[Dataset records on object locations]
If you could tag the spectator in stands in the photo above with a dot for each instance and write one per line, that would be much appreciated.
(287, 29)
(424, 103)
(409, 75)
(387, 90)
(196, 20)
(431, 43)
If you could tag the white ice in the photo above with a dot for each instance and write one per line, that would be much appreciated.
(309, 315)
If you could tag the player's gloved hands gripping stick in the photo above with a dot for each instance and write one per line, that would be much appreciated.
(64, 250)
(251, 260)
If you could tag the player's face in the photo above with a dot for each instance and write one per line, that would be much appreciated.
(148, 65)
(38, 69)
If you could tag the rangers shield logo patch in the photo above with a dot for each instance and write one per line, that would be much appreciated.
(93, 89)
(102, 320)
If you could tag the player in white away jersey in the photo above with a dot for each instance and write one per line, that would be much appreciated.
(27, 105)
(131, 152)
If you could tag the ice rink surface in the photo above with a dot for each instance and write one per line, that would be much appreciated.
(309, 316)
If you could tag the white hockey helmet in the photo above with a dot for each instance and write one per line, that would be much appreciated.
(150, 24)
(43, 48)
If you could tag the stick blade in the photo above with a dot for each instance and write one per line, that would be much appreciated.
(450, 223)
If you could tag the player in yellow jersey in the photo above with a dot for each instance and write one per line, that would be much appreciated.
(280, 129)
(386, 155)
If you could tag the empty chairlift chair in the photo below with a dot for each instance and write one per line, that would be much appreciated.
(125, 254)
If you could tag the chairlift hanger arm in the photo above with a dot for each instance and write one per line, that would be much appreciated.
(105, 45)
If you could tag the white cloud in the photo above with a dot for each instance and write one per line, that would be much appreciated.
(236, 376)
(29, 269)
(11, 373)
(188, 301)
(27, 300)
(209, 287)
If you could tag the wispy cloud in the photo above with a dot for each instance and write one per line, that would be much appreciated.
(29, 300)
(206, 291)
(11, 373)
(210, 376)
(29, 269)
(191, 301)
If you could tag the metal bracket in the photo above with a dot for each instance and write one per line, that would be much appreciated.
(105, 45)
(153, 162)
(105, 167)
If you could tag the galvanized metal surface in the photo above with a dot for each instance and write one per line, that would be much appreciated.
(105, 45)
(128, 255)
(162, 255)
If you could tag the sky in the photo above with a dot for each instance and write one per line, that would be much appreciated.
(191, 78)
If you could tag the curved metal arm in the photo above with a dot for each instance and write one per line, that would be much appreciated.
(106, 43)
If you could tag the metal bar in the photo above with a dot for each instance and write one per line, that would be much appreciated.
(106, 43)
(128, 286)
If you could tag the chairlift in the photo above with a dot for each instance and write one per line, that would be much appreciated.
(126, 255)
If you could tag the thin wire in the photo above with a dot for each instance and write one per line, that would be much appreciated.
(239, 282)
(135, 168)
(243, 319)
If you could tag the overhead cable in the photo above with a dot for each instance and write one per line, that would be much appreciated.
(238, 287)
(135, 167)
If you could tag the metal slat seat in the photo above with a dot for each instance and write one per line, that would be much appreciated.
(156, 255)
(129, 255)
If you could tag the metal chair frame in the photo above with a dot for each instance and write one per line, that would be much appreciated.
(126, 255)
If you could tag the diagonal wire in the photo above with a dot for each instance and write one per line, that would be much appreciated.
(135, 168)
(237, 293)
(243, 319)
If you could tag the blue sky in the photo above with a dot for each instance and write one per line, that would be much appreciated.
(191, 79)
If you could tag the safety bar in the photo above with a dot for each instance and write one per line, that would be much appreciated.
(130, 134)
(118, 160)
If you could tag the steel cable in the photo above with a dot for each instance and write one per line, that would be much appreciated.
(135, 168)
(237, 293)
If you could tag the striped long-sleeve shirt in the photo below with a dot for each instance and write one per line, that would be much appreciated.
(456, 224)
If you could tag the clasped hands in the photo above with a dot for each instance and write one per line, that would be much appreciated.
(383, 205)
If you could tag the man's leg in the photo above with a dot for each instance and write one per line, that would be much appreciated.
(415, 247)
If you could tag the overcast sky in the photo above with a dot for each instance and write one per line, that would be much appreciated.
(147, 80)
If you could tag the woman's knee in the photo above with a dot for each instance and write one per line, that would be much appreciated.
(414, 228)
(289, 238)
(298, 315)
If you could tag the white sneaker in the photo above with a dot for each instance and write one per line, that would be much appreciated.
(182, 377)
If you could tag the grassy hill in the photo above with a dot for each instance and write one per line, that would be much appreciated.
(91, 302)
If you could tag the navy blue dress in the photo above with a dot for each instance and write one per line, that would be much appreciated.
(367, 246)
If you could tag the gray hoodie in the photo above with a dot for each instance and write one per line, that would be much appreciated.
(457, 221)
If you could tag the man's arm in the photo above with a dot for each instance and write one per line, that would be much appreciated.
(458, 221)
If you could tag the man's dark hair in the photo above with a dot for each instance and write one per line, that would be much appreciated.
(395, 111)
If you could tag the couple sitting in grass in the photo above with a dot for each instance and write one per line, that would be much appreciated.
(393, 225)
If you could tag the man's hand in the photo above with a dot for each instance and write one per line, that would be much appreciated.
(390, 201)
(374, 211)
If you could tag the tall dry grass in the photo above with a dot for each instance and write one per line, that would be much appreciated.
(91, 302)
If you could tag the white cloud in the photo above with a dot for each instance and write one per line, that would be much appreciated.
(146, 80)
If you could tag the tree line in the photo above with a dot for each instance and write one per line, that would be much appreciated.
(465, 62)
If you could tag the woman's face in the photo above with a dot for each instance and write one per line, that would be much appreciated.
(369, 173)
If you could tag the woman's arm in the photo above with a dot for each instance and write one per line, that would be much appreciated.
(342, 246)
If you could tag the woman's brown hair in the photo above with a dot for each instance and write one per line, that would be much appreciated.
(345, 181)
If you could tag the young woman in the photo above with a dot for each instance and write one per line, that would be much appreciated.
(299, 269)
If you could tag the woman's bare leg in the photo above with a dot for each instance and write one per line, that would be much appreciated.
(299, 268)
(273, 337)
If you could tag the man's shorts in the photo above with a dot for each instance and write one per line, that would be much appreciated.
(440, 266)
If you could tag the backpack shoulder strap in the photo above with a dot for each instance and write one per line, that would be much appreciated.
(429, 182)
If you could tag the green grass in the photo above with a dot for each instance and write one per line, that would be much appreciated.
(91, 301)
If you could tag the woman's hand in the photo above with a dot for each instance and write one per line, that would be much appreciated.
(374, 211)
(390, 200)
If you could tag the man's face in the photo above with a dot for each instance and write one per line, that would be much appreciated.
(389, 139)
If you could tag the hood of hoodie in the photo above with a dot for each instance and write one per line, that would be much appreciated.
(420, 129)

▶ _Exercise goal_
Rewrite all of the records, changing each occurrence of "much appreciated" to "greatly appreciated" and leaving every other part unchanged.

▶ _Task solution_
If you could tag the spectator in stands in the photo above with a dot for each instance and write one per line, that would be greatly appreciated.
(287, 29)
(424, 103)
(409, 75)
(387, 90)
(196, 20)
(431, 43)
If you could tag the white ice in the photo above with a dot for each instance and write one per line, that would be greatly appreciated.
(309, 315)
If you could tag the player's gloved hands gripping stick in the photo above with a dot for each instance and write one per line, that would be greatly appreciated.
(64, 250)
(251, 260)
If you could tag the player's face in the photo above with a dot for each instance and write one per line, that would be greatly appreciated.
(148, 65)
(38, 69)
If you could tag the rangers shield logo patch in the photo above with a dot for each instance and write one per line, that would be greatly appreciated.
(93, 89)
(102, 320)
If you could tag the player in white away jersey in the photo above with a dot for each instance and write one per line, that would be greatly appreciated.
(27, 105)
(131, 152)
If you could tag the ice rink surface in the photo above with a dot for each instance and write one per line, that would be greatly appreciated.
(309, 316)
If you could tag the white hockey helmet in the photo above with a dot for each instance and write one per line, that would be greatly appreciated.
(150, 24)
(43, 48)
If you could tag the stick blade in the photo above with a dot for each instance and write one per line, that would be greatly appreciated.
(450, 223)
If you could tag the player in yellow jersey in the photo above with a dot for each instance and write one per line, that would be greatly appreciated.
(280, 129)
(386, 155)
If you could tag the empty chairlift chair in the photo below with a dot for each instance and write one per line, that would be greatly appreciated.
(125, 254)
If you could tag the chairlift hanger arm in the photo above with a dot for each instance and write one per line, that would be greatly appreciated.
(105, 45)
If you could tag the white cloud in the photo above with a dot for each instance and write one per line, that would be greatly appreciated.
(236, 376)
(29, 269)
(11, 373)
(188, 301)
(27, 300)
(209, 287)
If you could tag the wispy cloud in the photo above with a dot for each instance and write one per line, that would be greatly appreciated.
(29, 300)
(206, 291)
(11, 373)
(210, 376)
(29, 269)
(191, 301)
If you could tag the metal bracket in the photo above with a dot for each instance and write one per line, that would be greatly appreciated.
(105, 45)
(153, 162)
(105, 167)
If you could tag the galvanized metal surface in the photo above with a dot for each instance and write one per line, that would be greatly appreciated.
(105, 45)
(128, 255)
(162, 255)
If you could tag the sky in the photo above with a dot for each instance and write one per line, that would be greatly appreciated.
(191, 78)
If you could tag the curved metal arm in the photo above with a dot for each instance and write one per line, that would be greatly appreciated.
(106, 43)
If you could tag the metal bar in the photo above with a dot for each instance and write one per line, that would be greatly appreciated.
(106, 43)
(128, 286)
If you could tag the chairlift in the photo above with a dot for each instance and write one per line, that would be greatly appreciated.
(126, 255)
If you could tag the thin wire in the photo above with a dot for each instance and write one per line, that would be greatly appreciated.
(239, 282)
(135, 168)
(243, 319)
If you could tag the overhead cable in the photo above with a dot for each instance and write one per line, that would be greatly appreciated.
(238, 287)
(135, 167)
If you could tag the metal slat seat in the photo above with a dot for each instance and write one per line, that would be greatly appreciated.
(156, 255)
(129, 255)
If you could tag the metal chair frame in the photo above with a dot for each instance and write one per line, that would be greatly appreciated.
(126, 255)
If you could tag the diagonal wire in the photo above with a dot for each instance and write one per line, that would be greatly appreciated.
(135, 168)
(237, 293)
(243, 319)
If you could tag the blue sky in the photo above with a dot for each instance and write one per line, that would be greatly appreciated.
(191, 79)
If you could tag the safety bar in the photo above with a dot for each instance and write one per line, that would be greatly appreciated.
(130, 134)
(118, 160)
If you could tag the steel cable in the photo above with a dot for each instance and write one per line, that would be greatly appreciated.
(135, 168)
(237, 293)
If you could tag the striped long-sleeve shirt in the photo below with a dot for each instance and write one per line, that would be greatly appreciated.
(456, 224)
If you could tag the clasped hands in the photo above with a dot for each instance and write one per line, that would be greatly appreciated.
(383, 205)
If you could tag the man's leg in the photo above with a dot for each instance and write one per line, that would be greatly appreciated.
(415, 247)
If you could tag the overcast sky in the photo above with a dot for each instance and write one per line, that would be greatly appreciated.
(147, 80)
If you could tag the woman's knee in the photo above with a dot for each instance and write one per line, that would be greatly appreciated.
(414, 228)
(289, 238)
(298, 315)
If you could tag the white sneaker in the photo above with a dot for each instance and write one per line, that would be greatly appreciated.
(182, 377)
If you could tag the grassy hill in the photo above with a dot for each instance and write one per line, that would be greatly appreciated.
(91, 302)
If you could tag the navy blue dress in the photo above with a dot for each instance and write one per line, that would be greatly appreciated.
(367, 246)
If you could tag the gray hoodie in the photo above with a dot for each instance and write one per line, that would be greatly appreciated.
(457, 221)
If you could tag the man's arm in the photo above with a dot for each instance and write one per line, that would be greatly appreciated.
(458, 221)
If you could tag the man's dark hair in the photo above with a dot for each instance and write one per line, that would be greatly appreciated.
(395, 111)
If you could tag the couple sitting in grass in the photo above with a dot for each instance and write one per line, that would be greatly appreciated.
(393, 225)
If you could tag the man's hand in the photo above with a dot for each instance and write one per line, that would be greatly appreciated.
(390, 201)
(374, 211)
If you could tag the tall dry grass in the photo above with a dot for each instance and write one per line, that would be greatly appreciated.
(91, 302)
If you could tag the white cloud in the photo above with a dot for each instance and write one per line, that would be greatly appreciated.
(146, 80)
If you could tag the tree line in the photo above with a dot for each instance and write one per line, that would be greatly appreciated.
(465, 62)
If you could tag the woman's face in the photo above with a dot for each instance and write one per line, that would be greatly appreciated.
(369, 173)
If you could tag the woman's arm in the photo above with a dot for each instance and write one per line, that would be greatly appreciated.
(342, 246)
If you could tag the woman's brown hair in the photo above with a dot for each instance and write one per line, that would be greatly appreciated.
(345, 181)
If you could tag the young woman in the photo above with a dot for each instance and write one per line, that would be greatly appreciated.
(299, 269)
If you could tag the woman's bare leg in the photo above with a dot for each instance and write one per line, that would be greatly appreciated.
(299, 268)
(273, 337)
If you could tag the man's shorts in the photo above with a dot for each instance and write one per line, that would be greatly appreciated.
(440, 266)
If you could tag the backpack shoulder strap in the photo above with a dot for each instance and write one per line, that would be greatly appreciated.
(429, 182)
If you could tag the green grass in the photo above with a dot for each instance and write one per line, that would be greatly appreciated.
(91, 301)
If you could tag the woman's hand in the photo above with a dot for each instance and write one per line, that would be greatly appreciated.
(374, 211)
(390, 200)
If you could tag the man's face in the photo above with a dot for each instance and write one per line, that would be greatly appreciated.
(389, 139)
If you could tag the hood of hoodie in the photo above with a dot for each instance and write one per line, that would be greatly appreciated.
(420, 129)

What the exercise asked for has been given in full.